__本文__:
_ _ _ _
ただ、こうした障害福祉サービスの費用が高額だと利用しにくいです。そのため障害福祉サービスでは無料で利用できたり、月の上限負担額が決められていたりします。これを高額障害福祉サービス等給付費といいます。

高額障害福祉サービス等給付費によって障害者の負担額は非常に少なくなります。そのため、すべての障害者が利用しなければいけません。

それでは、どのように高額障害福祉サービス等給付費を利用すればいいのでしょうか。障害者本人や家族は必ず知るべき内容であり、こうした給付制度をうまく利用しましょう。

高額障害福祉サービス等給付費による給付制度

あらゆる障害者で障害福祉サービスを利用することになります。障害福祉サービスには以下の種類があります。

  • 居宅介護・重度訪問介護
  • ショートステイ(短期入所)
  • デイサービス(生活介護)
  • 障害者グループホーム(共同生活援助)
  • 就労移行支援

一部を記しましたが、例えばこれらの種類があります。ただ、こうしたサービスを利用するには当然ながらお金がかかります。一方、障害者は低所得者だったり、障害者をもつ家族にとって負担が大きかったりします。

そこで、こうした障害者は国からの給付制度を利用できます。それが高額障害福祉サービス等給付費です。

障害福祉サービスの負担上限額は無料や月37,200円など

それでは、実際の負担上限額はどれくらいに抑えられるのでしょうか。世帯の所得額によって変化しますが、以下のようになっています。

状態負担上限額
生活保護0円
住民税の非課税世帯0円
世帯年収600万円以下9,300円
世帯年収600万円超37,200円

生活保護や住民税の非課税世帯の場合、障害福祉サービスは無料です。そのため、低所得者が障害福祉サービスの利用料を気にする必要はありません。

・年収600万円以下は月9,300円の負担が上限

一方で「親が障害をもつ子供を支えている」など、同一世帯で収入がある場合、生活保護や住民税の非課税世帯ではありません。この場合、負担上限額は存在するものの、それでも障害福祉サービスの利用料を払わなければいけません。

このとき、以下のように考えましょう。

  • 年収600万円以下:負担上限額は月9,300円
  • 年収600万円超:負担上限額は月37,200円

大まかな世帯年収の基準は600万円であり、これを境に負担上限額が変化します。
_ _ _ _
__記録データ__:
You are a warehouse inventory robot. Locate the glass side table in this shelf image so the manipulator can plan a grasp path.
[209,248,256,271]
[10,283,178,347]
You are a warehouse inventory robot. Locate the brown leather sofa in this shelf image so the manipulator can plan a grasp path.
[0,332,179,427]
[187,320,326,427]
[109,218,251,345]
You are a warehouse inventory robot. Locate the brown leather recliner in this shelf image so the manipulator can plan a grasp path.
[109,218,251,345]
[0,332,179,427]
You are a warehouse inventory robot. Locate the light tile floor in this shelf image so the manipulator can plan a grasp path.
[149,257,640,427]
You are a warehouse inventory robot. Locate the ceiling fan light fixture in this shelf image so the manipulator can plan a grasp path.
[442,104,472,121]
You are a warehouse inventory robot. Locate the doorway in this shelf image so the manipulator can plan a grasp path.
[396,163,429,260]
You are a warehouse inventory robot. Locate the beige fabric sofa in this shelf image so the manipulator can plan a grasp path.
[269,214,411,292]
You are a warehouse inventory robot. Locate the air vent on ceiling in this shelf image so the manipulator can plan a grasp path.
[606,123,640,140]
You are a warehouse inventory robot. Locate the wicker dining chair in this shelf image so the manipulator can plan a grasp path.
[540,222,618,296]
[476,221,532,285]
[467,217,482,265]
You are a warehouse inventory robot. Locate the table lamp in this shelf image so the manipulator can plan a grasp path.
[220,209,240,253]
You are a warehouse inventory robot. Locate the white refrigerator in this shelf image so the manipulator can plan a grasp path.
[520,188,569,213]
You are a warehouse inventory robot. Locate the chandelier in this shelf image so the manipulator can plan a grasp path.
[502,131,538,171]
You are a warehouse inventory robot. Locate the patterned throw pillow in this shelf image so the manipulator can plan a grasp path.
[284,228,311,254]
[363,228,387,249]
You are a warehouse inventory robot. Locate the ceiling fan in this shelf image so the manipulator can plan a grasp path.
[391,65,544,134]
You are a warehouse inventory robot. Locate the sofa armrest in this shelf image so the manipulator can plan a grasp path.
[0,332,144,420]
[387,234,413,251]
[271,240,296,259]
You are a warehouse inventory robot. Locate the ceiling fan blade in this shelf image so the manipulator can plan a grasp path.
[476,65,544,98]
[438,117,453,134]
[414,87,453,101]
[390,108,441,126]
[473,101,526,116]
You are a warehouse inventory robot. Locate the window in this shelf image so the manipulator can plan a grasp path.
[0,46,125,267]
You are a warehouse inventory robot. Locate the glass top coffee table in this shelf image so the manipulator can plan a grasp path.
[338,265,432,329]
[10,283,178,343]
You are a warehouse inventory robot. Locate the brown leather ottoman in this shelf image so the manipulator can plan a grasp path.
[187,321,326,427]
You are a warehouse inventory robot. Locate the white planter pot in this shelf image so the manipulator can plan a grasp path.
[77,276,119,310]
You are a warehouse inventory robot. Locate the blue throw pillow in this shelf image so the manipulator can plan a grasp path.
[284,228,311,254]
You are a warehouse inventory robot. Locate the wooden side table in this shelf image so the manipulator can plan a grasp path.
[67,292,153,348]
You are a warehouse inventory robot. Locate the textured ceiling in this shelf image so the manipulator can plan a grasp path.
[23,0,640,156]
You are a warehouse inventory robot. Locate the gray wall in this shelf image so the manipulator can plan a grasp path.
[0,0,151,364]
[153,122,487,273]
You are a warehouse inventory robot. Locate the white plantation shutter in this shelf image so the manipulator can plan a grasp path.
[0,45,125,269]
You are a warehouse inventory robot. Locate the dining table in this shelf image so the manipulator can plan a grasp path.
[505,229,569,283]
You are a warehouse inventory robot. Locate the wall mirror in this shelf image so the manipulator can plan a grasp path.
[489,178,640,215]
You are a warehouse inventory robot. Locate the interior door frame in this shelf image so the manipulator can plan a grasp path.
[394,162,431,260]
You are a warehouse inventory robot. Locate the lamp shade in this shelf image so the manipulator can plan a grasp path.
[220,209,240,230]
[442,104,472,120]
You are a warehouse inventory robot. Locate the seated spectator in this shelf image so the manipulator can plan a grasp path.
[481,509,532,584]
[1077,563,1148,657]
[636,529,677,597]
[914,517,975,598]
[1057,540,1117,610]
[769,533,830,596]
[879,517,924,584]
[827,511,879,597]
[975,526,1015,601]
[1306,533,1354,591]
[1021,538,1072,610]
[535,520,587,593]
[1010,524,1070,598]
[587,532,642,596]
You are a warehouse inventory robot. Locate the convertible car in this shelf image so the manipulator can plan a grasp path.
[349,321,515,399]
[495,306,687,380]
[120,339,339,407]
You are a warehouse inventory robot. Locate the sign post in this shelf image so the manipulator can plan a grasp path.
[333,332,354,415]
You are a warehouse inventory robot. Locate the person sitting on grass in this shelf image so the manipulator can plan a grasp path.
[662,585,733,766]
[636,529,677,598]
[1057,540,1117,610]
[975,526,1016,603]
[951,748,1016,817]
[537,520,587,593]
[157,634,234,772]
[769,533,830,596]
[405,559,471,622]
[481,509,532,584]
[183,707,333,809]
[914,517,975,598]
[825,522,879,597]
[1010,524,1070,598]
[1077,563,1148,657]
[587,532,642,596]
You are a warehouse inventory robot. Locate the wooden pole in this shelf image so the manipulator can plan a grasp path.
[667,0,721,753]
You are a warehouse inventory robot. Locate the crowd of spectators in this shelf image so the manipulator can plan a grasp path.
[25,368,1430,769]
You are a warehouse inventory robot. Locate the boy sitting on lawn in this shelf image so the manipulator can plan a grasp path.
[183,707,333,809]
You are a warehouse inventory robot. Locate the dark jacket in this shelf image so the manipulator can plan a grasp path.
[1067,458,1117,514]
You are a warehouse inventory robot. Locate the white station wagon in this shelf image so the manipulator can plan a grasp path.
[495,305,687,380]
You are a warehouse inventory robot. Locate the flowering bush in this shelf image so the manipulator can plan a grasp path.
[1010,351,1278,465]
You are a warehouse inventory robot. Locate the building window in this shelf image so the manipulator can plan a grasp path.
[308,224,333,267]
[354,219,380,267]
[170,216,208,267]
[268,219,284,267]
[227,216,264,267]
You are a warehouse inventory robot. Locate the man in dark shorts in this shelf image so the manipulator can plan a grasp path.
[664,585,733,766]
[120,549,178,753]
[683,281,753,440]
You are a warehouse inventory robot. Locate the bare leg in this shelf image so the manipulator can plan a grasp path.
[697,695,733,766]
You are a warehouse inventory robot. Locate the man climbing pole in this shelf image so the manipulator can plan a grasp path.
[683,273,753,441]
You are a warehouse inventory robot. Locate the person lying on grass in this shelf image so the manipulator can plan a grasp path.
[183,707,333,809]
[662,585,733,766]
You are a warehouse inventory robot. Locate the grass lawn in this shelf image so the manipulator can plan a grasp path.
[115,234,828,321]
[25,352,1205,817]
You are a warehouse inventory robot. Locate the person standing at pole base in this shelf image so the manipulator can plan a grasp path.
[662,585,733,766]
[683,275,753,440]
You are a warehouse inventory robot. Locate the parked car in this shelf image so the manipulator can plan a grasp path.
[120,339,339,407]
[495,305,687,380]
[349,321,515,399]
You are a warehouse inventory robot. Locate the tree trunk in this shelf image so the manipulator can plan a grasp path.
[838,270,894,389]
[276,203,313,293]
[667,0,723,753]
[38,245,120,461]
_ _ _ _
__練習問題__:
[A] 本文のうち、「ただ、こうした障害福祉サービ」から「制度をうまく利用しましょう。」までを、両端を含めて書き写しなさい。
[B] 本文の内容を二文で要約しなさい。
[C] 障害福祉サービスの負担上限額についての本文を、最後の文に続けて書き進めなさい。

__解答__:
[A]
ただ、こうした障害福祉サービスの費用が高額だと利用しにくいです。そのため障害福祉サービスでは無料で利用できたり、月の上限負担額が決められていたりします。これを高額障害福祉サービス等給付費といいます。

高額障害福祉サービス等給付費によって障害者の負担額は非常に少なくなります。そのため、すべての障害者が利用しなければいけません。

それでは、どのように高額障害福祉サービス等給付費を利用すればいいのでしょうか。障害者本人や家族は必ず知るべき内容であり、こうした給付制度をうまく利用しましょう。

[B] 障害福祉サービスは利用にお金がかかるため、高額障害福祉サービス等給付費という給付制度によって、無料で利用できたり月の負担上限額が決められたりしている。負担上限額は世帯の所得によって変わり、生活保護や住民税の非課税世帯は0円、世帯年収600万円以下は月9,300円、600万円超は月37,200円である。

[C]
実際の負担額と補助額の事例・計算例

それでは、高額障害福祉サービス等給付費を利用することでどのようなお金の支払いになるのでしょうか。例えば、以下のケースを考えてみましょう。

  • 世帯年収1000万円:月の負担上限額は37,200円
  • 月の障害福祉サービスの支払額:50,000円

この場合、高額障害福祉サービス等給付費によって差額の12,800円(50,000 − 37,200 = 12,800)が補助額として給付されます。こうして、一定額よりも多くお金を支払うことはなくなります。

障害者グループホームなどで一人暮らしすれば無料

なお知的障害者や精神障害者、身体障害者、難病患者の場合、実家を離れて一人暮らしをするケースがよくあります。これには、「家族の介護負担を減らす」という目的だけでなく、障害者グループホームや入所施設などを利用するほうが費用負担が低くなるという理由もあります。

多くの場合、障害者施設に住むことで施設に住民票を移します。こうして親と子供(障害者)で世帯所得が分離され、障害者は住民税の非課税世帯に該当することになります。

世帯所得が高い場合、先ほど説明した通り障害福祉サービスの負担上限額は月37,200円(または月9,300円)です。ただ、障害者グループホームや入所施設で暮らせば、住民税の非課税世帯に該当するので障害福祉サービスが無料になるのです。それに加えて、親の介護負担まで軽減されます。

なお障害者グループホームを利用する場合、国や自治体から家賃補助があるため、無料または月1万円台の家賃になります。そのため実質的な支払いは食費や水道光熱費だけであり、障害年金だけでも問題なく生活できます。

こうした理由もあり、障害者グループホームや入所施設(障害者支援施設)での生活を開始する障害者は非常に多いです。

同一世帯の利用額合計が対象になる

なお対象者は少ないですが、高額障害福祉サービス等給付費は同一世帯の利用合計で考えます。例えば月の負担上限額が37,200円であり、以下のケースだとします。

  • 障害者A:月の支払額が40,000円
  • 障害者B:月の支払額が20,000円

このように同じ世帯に障害者が2人いて、月の支払合計額が60,000円の場合、差額の22,800円(60,000 − 37,200 = 22,800)が給付金として支給されます。

いずれにしても、高額障害福祉サービス等給付費は世帯単位で考えます。一つの世帯を基準にして、負担上限額よりも多く支払っているかどうかが給付されるかどうかの判断となります。

申請書やマイナンバーを提出し、利用を開始する

そこで障害者本人または家族は高額障害福祉サービス等給付費を利用できるようにしましょう。役所へ出向き、申請書やマイナンバーを提出することによって給付を開始するのです。なお提出物についてはマイナンバーカードに限らず、マイナンバー(個人番号)が記載されている住民票でも問題ありません。

実際の申請書は役所で入手できるため、ひとまず役所へ出向けばいいです。

なお、一度申請をすればあとは自動更新になります。毎年、申請しなくても問題ありません。

しかし、振り込みされる口座情報を変更する場合には再申請が必要になります。他には、給付対象にならない年が5年以上継続した後に再び給付対象になった場合についても再申請が必要です。

食費や移動費、移動支援などは補助の対象外

なお高額障害福祉サービス等給付費を利用するにあたり、あくまでも給付対象に該当するのは障害福祉サービスです。そのため、食費や移動費、移動支援などの支払いは給付対象ではありません。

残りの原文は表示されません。